**ENTRÉES FOURNIES**
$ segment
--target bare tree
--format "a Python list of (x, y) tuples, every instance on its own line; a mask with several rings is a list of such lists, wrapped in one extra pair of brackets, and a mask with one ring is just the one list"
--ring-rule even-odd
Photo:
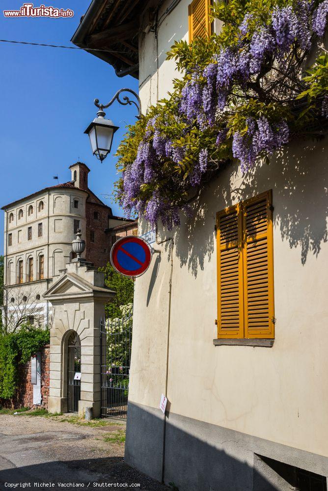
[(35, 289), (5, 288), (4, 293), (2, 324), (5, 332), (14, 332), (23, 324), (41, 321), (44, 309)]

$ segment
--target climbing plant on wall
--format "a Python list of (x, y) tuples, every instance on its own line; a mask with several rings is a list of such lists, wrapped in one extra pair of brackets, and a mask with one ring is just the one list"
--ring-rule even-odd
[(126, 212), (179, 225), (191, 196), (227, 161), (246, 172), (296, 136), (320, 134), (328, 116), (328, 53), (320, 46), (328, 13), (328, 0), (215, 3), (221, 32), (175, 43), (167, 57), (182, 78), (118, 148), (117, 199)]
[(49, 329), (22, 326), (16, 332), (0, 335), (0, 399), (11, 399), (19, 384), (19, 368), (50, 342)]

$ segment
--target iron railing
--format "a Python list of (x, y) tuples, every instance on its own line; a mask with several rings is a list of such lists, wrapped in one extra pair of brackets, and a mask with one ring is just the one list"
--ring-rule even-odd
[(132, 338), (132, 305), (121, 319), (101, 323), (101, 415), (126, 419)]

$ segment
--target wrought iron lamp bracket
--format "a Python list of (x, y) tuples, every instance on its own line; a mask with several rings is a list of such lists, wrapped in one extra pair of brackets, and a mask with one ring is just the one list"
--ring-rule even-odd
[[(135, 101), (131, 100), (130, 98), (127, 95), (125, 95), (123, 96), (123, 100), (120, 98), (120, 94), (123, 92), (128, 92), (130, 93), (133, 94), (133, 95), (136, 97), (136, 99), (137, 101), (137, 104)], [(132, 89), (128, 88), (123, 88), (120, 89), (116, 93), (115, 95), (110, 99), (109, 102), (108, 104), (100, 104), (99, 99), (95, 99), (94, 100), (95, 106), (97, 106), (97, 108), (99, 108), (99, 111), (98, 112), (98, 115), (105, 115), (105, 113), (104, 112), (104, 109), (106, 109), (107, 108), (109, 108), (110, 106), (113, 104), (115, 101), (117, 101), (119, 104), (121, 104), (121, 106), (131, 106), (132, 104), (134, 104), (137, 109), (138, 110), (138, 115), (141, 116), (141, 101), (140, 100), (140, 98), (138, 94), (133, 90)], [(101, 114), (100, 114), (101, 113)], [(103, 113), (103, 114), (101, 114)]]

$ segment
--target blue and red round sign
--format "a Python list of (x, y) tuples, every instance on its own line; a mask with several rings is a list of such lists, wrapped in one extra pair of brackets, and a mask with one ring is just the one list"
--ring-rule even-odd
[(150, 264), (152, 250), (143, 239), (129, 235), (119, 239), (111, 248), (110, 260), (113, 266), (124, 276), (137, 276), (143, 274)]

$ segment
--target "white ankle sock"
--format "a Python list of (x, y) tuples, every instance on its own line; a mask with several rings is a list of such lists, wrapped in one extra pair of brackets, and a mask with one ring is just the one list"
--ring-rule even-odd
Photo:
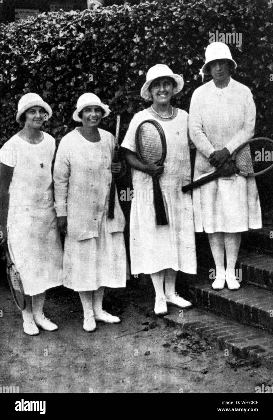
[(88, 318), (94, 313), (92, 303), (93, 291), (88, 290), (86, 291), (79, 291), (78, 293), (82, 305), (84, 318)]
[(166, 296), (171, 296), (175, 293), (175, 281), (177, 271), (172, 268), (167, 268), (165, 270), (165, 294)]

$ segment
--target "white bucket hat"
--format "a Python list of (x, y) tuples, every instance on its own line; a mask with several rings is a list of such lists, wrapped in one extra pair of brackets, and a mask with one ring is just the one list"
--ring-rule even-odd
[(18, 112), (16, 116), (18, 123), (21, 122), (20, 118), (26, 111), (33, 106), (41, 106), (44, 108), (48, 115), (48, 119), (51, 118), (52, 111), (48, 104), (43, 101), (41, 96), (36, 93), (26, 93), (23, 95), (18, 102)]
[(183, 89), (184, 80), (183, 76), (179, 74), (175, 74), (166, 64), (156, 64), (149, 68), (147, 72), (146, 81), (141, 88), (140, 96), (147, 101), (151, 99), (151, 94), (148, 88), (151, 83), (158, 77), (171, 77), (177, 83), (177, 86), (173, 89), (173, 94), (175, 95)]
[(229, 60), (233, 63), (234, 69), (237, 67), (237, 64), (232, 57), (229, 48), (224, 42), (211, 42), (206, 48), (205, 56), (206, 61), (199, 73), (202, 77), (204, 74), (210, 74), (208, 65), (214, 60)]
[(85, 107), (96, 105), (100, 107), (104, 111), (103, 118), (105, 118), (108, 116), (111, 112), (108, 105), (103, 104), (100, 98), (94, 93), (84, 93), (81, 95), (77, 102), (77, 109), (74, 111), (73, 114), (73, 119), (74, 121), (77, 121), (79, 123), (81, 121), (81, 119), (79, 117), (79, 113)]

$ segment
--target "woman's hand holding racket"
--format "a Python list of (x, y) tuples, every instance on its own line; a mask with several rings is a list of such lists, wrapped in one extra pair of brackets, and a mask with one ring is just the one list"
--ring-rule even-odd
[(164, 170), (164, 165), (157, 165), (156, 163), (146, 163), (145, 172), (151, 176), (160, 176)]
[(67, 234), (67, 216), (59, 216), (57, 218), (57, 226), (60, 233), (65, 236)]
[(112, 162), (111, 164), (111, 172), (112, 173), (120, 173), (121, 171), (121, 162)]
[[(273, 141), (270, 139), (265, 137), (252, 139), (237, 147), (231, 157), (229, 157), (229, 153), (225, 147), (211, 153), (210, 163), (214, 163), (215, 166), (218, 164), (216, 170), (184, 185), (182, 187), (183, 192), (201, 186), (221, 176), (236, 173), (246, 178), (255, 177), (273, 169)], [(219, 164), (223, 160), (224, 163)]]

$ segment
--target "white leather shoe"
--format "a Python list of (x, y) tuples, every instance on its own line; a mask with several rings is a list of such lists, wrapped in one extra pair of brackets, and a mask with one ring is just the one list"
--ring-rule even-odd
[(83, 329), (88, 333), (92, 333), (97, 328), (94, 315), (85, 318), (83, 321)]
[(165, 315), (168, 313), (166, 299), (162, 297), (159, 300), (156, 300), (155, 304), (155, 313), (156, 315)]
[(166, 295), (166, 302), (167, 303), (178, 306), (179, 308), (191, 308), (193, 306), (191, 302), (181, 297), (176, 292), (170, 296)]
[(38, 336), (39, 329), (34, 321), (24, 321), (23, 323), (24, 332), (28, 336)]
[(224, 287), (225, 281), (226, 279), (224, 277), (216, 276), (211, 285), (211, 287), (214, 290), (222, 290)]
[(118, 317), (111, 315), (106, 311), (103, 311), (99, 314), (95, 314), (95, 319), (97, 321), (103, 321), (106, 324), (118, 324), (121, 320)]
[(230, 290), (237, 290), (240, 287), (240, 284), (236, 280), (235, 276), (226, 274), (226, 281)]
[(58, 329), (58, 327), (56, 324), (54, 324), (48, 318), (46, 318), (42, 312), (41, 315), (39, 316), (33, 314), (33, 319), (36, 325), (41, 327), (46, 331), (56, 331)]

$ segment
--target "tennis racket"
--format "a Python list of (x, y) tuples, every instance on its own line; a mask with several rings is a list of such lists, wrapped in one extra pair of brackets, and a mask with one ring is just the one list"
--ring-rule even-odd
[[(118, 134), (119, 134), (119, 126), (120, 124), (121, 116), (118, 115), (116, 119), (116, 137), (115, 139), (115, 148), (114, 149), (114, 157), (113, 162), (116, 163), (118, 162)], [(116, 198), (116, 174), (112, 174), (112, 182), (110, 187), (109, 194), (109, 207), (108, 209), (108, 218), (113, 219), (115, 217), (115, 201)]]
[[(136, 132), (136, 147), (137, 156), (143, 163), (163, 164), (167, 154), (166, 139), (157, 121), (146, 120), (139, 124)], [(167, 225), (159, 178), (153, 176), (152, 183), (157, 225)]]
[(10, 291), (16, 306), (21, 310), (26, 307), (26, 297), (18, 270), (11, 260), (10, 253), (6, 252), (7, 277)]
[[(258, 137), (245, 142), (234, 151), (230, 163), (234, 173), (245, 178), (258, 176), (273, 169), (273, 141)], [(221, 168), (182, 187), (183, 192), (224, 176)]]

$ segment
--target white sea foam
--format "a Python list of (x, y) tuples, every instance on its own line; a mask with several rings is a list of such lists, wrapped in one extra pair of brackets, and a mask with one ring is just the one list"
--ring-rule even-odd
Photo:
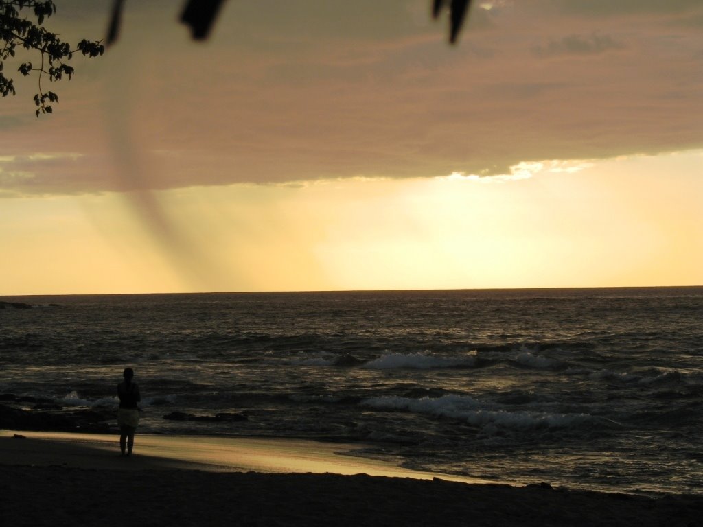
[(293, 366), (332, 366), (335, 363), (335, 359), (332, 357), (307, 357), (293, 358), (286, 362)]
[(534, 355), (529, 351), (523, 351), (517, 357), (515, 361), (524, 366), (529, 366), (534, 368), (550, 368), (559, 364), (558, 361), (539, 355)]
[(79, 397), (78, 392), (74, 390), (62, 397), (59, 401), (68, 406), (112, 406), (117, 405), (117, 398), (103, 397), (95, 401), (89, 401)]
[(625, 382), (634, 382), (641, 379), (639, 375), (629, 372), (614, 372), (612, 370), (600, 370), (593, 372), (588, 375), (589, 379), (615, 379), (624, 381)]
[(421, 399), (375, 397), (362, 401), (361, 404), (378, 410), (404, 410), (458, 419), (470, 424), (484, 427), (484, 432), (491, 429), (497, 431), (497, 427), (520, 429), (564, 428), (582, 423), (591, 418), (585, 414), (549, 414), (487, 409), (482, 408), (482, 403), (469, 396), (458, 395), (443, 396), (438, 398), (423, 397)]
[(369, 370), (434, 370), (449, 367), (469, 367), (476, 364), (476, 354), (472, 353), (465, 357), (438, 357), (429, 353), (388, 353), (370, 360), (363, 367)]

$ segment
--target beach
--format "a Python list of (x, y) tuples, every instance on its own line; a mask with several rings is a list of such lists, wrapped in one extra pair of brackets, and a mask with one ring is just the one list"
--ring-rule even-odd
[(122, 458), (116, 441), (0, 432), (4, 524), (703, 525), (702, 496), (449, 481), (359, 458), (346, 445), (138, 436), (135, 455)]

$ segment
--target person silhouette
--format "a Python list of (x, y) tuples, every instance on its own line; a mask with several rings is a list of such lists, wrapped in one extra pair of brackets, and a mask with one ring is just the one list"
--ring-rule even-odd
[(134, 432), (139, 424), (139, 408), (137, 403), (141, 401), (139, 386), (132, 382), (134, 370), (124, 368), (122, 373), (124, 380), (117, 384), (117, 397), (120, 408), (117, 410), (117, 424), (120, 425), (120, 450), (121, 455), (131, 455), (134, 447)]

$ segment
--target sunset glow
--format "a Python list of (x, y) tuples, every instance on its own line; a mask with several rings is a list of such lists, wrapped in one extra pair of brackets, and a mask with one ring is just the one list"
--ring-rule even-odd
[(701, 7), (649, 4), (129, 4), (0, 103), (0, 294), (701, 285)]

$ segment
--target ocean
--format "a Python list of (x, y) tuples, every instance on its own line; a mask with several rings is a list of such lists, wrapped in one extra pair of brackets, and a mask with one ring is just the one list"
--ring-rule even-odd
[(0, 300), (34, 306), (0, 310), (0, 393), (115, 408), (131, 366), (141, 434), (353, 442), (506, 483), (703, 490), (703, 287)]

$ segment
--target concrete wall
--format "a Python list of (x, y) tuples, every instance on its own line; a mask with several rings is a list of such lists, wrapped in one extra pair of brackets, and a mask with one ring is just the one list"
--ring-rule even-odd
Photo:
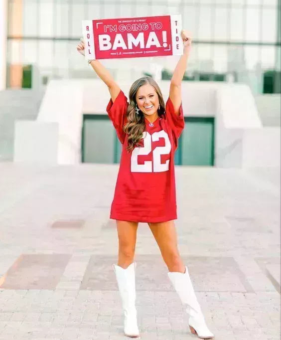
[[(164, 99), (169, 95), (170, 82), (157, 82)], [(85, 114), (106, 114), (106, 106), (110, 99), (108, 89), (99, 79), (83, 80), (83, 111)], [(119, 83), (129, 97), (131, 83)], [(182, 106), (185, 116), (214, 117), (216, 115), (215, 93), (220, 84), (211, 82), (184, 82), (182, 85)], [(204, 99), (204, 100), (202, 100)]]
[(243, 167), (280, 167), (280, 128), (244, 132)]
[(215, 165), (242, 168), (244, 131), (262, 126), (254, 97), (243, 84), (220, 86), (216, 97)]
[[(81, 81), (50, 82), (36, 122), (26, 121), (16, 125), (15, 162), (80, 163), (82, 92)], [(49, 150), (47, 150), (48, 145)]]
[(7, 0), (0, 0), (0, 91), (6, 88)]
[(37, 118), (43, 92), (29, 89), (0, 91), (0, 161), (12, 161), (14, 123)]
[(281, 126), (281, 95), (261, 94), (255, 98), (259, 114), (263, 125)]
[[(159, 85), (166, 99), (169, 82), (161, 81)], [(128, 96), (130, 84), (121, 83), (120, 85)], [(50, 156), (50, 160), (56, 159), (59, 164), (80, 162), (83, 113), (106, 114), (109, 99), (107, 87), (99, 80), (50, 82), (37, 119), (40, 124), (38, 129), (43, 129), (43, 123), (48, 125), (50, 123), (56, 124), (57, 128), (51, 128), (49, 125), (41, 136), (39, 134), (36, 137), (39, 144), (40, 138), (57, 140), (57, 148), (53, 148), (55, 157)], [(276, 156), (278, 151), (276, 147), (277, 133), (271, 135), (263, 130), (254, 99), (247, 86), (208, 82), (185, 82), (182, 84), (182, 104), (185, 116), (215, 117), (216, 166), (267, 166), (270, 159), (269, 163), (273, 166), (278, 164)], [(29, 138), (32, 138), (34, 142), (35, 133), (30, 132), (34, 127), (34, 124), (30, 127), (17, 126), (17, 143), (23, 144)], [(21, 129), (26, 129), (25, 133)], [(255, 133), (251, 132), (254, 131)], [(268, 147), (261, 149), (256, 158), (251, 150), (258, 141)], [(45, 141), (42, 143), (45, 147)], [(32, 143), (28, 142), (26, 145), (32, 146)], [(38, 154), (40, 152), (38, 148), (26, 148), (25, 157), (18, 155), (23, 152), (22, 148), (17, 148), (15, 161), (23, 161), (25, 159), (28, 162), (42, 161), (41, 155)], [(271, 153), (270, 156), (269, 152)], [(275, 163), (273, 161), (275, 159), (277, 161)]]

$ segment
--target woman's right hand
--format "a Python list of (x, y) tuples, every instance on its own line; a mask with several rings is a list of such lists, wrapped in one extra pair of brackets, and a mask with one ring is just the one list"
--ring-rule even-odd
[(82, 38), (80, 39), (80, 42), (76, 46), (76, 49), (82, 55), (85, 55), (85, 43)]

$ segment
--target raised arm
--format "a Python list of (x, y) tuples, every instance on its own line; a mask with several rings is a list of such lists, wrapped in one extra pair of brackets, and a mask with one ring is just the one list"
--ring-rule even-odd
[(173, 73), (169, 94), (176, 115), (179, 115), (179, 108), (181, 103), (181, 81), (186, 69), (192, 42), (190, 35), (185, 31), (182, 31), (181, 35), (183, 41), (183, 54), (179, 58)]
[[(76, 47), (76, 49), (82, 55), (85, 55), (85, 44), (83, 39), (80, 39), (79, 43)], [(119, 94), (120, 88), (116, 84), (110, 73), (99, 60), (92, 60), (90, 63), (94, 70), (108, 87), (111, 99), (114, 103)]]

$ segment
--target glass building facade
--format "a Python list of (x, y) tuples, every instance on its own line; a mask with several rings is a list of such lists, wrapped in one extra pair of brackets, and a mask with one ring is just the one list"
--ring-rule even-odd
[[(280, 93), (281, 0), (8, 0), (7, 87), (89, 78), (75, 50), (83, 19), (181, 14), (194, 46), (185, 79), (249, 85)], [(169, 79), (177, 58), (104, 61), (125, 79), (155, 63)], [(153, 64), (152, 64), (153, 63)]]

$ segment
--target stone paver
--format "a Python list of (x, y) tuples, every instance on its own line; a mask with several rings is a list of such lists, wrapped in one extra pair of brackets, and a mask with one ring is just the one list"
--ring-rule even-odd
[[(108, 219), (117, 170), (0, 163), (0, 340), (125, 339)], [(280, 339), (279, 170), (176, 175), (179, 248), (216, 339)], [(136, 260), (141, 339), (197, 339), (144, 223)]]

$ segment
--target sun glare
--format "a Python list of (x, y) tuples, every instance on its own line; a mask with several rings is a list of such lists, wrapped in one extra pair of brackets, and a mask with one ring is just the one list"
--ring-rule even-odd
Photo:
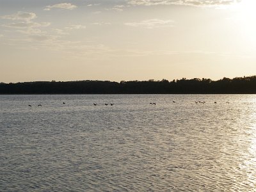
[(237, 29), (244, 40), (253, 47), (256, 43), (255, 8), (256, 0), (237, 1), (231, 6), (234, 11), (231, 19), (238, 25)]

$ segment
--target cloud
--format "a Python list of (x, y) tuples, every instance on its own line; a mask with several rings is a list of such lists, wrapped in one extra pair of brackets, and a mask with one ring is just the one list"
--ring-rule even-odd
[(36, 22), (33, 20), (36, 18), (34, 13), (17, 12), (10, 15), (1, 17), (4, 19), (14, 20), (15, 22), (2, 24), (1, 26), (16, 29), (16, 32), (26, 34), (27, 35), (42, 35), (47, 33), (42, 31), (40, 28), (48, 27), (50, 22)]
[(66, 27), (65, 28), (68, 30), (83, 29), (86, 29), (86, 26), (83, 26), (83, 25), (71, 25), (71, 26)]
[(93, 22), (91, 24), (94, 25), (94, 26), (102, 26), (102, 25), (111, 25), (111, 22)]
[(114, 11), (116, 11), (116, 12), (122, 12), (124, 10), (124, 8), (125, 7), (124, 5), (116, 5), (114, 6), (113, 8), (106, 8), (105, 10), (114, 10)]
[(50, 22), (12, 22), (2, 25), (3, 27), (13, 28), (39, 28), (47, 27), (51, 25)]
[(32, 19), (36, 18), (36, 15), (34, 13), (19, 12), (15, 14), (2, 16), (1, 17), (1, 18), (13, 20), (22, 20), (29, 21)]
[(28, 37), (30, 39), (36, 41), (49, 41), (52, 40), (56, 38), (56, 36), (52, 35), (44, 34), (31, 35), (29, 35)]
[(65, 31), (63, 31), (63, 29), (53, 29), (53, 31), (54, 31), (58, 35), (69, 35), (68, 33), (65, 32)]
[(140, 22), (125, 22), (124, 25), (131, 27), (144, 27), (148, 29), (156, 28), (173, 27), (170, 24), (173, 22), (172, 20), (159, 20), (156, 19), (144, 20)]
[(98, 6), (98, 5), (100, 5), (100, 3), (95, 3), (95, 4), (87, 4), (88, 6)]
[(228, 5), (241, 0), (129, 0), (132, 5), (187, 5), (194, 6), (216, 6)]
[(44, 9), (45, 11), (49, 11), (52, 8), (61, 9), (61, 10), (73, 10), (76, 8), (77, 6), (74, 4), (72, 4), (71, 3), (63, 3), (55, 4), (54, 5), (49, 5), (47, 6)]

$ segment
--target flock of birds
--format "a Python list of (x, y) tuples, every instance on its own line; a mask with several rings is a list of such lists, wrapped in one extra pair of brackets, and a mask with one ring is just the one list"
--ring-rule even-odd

**OBJECTIF**
Mettez au format CSV à deux colonnes, nommées requete et reponse, la partie des entrées qui va du début jusqu'à la ligne contenant "321), (44, 309)]", celle-ci comprise. Prévoyez une ligne par entrée, avec chaque champ entre guillemets, les retours à la ligne remplacés par des espaces et l'image laissée de côté.

**EXERCICE CORRIGÉ**
requete,reponse
"$ segment --target bare tree --format ""a Python list of (x, y) tuples, every instance on its own line; a mask with several rings is a list of such lists, wrapped in one extra pair of brackets, and a mask with one ring is just the one list"" --ring-rule even-odd Photo:","[(35, 289), (5, 288), (4, 293), (2, 324), (5, 332), (14, 332), (23, 324), (41, 321), (44, 309)]"